- Requirements -
Reproduce verbatim the records from the line containing "utility pole and respond with bounding boxes." up to and including the line containing "[100,302,118,317]", and output nothing else.

* BEGIN Records for the exercise *

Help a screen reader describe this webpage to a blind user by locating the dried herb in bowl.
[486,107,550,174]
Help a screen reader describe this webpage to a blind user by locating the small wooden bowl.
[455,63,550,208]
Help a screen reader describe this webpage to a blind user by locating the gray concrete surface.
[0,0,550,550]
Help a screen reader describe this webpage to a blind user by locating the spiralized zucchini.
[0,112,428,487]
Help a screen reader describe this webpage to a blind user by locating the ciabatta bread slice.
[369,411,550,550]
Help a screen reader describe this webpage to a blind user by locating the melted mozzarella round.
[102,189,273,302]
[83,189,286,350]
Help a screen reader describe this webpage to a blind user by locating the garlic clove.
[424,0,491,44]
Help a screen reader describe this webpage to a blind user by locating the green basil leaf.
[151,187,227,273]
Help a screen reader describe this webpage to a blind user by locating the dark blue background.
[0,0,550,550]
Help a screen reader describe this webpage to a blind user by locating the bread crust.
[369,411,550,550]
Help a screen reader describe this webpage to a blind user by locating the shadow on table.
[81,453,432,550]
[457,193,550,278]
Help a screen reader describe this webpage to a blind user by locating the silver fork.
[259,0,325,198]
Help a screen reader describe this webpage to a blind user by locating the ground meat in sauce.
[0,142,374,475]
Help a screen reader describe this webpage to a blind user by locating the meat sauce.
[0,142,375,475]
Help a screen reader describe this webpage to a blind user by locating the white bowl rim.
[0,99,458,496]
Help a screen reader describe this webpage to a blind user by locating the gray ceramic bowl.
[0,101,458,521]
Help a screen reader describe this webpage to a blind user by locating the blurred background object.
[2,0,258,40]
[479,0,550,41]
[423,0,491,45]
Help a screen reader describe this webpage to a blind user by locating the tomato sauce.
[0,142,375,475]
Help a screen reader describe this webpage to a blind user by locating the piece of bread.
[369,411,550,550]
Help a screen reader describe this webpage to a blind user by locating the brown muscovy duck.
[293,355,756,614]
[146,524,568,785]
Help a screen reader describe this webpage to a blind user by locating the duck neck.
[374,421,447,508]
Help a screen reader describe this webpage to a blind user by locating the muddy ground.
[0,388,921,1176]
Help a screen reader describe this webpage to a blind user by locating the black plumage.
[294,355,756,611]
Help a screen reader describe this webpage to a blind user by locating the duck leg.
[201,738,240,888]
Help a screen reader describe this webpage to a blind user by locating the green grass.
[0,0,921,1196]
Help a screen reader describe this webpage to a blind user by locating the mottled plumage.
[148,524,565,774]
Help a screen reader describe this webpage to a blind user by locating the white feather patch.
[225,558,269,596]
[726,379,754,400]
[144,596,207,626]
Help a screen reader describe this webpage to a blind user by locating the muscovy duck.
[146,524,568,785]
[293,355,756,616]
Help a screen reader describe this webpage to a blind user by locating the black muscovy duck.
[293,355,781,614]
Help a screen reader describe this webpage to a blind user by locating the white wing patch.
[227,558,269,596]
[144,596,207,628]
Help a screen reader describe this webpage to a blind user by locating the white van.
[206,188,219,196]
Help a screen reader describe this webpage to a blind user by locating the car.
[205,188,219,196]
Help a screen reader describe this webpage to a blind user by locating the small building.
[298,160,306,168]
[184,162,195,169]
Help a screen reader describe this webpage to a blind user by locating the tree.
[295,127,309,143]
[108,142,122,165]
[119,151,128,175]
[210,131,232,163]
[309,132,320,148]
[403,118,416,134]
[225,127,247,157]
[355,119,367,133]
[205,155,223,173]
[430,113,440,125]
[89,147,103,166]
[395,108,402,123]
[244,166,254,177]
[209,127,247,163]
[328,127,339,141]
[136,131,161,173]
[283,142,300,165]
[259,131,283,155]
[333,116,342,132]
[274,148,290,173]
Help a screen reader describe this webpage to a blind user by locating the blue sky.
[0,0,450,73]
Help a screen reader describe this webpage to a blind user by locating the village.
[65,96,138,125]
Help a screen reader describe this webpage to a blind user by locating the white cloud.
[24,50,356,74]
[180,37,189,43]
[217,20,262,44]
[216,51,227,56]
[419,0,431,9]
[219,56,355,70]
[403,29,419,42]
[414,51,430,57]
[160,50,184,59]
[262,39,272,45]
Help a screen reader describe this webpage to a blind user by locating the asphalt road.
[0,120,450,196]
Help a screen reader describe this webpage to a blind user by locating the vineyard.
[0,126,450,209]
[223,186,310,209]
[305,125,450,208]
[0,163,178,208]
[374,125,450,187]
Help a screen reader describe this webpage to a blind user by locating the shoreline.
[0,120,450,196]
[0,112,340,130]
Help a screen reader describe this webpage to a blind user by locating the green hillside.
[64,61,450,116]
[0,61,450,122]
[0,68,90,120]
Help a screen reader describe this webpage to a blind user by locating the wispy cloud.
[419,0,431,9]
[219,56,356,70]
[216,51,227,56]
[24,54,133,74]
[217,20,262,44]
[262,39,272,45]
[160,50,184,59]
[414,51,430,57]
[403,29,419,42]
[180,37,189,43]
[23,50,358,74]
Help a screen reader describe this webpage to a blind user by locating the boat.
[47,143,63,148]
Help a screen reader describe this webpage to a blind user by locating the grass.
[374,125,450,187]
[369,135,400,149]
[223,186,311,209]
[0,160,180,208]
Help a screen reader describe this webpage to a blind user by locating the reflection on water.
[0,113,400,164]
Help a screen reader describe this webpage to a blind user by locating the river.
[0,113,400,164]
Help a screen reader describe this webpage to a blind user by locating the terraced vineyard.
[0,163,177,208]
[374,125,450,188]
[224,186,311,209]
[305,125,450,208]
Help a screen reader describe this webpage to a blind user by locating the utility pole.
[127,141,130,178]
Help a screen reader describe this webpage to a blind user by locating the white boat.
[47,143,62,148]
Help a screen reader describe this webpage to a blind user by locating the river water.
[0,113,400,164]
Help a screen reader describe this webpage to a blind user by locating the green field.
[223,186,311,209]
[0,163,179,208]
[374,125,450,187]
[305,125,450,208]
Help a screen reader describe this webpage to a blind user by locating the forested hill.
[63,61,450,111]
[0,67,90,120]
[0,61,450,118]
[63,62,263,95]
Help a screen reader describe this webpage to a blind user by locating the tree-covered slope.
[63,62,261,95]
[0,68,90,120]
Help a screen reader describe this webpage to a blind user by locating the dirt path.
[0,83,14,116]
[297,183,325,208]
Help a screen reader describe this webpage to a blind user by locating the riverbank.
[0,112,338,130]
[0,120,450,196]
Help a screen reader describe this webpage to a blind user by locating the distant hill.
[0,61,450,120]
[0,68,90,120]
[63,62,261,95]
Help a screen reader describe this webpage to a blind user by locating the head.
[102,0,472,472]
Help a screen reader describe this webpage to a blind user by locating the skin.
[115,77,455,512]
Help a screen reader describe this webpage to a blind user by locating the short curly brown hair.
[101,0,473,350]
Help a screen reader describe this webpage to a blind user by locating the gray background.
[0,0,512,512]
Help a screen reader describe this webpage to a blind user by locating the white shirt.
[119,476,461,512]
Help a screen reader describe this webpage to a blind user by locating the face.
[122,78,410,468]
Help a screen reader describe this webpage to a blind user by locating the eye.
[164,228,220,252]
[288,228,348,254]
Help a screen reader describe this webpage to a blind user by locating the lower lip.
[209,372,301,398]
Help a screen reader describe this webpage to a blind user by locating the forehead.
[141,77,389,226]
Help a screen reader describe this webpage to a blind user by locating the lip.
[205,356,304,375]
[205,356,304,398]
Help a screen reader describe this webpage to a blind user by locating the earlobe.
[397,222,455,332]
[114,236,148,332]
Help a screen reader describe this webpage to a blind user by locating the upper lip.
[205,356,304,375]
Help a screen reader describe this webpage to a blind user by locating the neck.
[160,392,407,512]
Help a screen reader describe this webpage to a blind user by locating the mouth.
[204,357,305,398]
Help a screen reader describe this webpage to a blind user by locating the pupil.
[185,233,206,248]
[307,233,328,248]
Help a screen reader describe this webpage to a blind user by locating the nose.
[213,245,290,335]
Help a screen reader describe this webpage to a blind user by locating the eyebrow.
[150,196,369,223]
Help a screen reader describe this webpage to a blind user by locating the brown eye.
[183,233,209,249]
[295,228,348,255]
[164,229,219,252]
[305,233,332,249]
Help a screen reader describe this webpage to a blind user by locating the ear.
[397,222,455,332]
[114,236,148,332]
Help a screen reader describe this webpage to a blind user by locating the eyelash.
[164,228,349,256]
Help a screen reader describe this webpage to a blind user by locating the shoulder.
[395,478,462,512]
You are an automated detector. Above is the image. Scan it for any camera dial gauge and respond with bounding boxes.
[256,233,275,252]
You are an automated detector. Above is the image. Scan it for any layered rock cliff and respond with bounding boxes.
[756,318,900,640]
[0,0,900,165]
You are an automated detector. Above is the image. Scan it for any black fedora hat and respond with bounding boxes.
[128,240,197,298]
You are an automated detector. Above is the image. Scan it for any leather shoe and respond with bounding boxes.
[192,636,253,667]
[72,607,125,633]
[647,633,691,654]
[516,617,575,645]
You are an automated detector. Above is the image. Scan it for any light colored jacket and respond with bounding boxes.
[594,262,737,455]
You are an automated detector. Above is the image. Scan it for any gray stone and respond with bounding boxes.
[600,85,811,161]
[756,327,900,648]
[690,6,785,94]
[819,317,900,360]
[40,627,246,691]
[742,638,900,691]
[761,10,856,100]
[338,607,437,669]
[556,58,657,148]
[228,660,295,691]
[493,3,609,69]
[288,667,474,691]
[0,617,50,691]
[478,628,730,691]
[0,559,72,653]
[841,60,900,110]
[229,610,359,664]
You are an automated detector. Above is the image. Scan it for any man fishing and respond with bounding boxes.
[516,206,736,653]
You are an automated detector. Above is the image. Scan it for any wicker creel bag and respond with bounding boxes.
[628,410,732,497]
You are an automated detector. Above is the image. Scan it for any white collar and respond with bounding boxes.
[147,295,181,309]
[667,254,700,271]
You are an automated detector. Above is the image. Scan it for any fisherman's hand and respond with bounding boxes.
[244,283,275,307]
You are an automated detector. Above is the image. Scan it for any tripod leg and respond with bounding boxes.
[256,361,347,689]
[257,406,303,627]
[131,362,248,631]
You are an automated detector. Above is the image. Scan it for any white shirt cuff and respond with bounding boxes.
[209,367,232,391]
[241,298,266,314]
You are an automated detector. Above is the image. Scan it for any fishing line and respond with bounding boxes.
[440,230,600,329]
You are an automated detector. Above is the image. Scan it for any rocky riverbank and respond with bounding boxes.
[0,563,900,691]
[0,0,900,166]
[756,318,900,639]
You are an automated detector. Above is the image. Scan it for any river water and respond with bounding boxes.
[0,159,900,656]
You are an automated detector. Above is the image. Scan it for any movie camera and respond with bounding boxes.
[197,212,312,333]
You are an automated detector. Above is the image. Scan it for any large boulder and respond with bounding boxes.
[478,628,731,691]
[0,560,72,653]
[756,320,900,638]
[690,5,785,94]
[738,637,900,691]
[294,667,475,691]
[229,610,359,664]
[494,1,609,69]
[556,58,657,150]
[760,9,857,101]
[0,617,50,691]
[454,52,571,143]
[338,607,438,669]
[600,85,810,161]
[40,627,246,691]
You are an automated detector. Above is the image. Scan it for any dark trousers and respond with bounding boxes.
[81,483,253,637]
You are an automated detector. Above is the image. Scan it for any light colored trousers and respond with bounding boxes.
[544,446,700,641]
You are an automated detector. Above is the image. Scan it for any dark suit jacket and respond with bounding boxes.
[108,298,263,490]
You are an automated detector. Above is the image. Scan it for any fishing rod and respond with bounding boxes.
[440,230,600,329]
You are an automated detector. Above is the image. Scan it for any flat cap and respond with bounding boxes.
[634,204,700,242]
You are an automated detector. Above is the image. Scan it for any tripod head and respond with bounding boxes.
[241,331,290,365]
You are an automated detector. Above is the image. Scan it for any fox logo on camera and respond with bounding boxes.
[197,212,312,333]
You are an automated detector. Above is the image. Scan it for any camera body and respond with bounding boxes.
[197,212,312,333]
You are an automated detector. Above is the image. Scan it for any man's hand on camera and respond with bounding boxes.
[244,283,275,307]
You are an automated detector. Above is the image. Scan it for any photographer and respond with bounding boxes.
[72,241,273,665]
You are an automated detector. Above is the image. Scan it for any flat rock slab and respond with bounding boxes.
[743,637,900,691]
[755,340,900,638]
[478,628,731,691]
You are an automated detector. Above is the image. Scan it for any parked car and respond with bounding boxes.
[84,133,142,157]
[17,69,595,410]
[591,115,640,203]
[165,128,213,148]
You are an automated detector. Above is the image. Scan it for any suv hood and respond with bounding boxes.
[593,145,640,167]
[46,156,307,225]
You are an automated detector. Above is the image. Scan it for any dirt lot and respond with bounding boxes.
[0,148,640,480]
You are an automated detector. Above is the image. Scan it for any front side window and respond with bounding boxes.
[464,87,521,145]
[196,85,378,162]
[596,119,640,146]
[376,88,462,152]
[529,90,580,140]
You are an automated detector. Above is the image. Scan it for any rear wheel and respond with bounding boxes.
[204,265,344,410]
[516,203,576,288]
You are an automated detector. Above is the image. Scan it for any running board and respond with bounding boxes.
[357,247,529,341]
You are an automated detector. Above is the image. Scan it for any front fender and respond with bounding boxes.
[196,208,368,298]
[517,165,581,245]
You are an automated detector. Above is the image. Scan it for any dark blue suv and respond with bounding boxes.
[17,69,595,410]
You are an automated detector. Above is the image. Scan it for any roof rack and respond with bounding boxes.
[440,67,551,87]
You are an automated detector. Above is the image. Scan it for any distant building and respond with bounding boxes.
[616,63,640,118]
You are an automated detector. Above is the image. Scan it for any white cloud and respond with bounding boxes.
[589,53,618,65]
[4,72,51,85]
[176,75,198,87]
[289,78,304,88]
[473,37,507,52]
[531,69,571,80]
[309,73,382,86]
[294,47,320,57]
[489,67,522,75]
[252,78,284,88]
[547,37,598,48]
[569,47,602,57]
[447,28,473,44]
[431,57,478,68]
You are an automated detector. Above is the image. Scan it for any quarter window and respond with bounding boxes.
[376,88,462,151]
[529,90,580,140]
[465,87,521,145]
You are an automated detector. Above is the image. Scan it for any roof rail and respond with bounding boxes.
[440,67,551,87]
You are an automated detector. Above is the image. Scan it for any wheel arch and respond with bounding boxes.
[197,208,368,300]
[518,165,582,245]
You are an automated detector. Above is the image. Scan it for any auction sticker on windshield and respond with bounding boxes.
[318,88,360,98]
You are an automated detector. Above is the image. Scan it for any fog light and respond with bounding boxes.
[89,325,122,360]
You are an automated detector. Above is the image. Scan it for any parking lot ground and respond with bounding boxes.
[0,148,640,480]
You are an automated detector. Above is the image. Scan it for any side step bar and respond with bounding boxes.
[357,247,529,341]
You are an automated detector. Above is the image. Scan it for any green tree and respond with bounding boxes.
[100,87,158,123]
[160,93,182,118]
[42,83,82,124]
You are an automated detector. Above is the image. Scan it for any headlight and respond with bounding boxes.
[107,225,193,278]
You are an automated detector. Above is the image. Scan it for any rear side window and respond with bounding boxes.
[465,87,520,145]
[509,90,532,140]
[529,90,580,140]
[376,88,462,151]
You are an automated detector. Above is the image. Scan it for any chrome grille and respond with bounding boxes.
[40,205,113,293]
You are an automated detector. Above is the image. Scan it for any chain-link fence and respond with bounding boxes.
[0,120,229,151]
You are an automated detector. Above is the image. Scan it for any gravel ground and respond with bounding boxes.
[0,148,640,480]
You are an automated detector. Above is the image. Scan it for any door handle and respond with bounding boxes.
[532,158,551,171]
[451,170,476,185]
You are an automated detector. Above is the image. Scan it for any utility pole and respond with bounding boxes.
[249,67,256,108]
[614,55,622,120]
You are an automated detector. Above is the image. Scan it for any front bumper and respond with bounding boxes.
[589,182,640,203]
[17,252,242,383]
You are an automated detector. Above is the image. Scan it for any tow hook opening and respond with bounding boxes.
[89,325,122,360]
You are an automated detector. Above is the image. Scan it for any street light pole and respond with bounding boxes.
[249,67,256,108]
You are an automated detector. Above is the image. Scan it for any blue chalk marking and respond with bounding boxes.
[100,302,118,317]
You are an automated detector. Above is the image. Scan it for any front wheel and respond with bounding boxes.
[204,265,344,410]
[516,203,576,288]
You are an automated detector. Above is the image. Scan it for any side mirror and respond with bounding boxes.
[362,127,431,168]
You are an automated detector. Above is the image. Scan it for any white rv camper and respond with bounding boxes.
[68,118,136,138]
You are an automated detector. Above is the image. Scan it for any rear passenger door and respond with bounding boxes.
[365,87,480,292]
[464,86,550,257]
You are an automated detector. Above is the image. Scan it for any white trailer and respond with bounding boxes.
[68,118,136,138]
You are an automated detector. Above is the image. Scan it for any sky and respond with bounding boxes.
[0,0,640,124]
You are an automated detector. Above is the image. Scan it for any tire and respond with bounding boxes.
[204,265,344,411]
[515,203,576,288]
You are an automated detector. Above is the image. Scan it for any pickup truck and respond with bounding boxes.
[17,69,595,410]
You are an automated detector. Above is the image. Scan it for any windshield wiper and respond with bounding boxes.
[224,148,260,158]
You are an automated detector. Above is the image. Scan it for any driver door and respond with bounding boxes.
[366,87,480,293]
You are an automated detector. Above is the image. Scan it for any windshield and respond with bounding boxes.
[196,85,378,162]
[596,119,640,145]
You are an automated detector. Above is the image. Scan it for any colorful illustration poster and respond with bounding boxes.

* END Records for the exercise *

- Answer in full -
You are an automated detector. Above is the image. Scan it for any utility pole and respond with bounding boxes.
[249,67,256,108]
[614,55,622,120]
You are an automated detector. Above is the image. Scan it for any front bumper and respond with bounding boxes.
[589,182,640,203]
[17,252,242,383]
You are an automated detector. Above is the image. Scan it for any tow hook opening and respond with bounding boxes.
[89,325,122,360]
You are an automated detector. Above is the image. Scan it for any street light pole and respond with bounding boxes.
[249,67,256,108]
You are an automated detector. Above is the image. Scan it for any blue chalk marking and respond with bounding boxes.
[100,302,118,317]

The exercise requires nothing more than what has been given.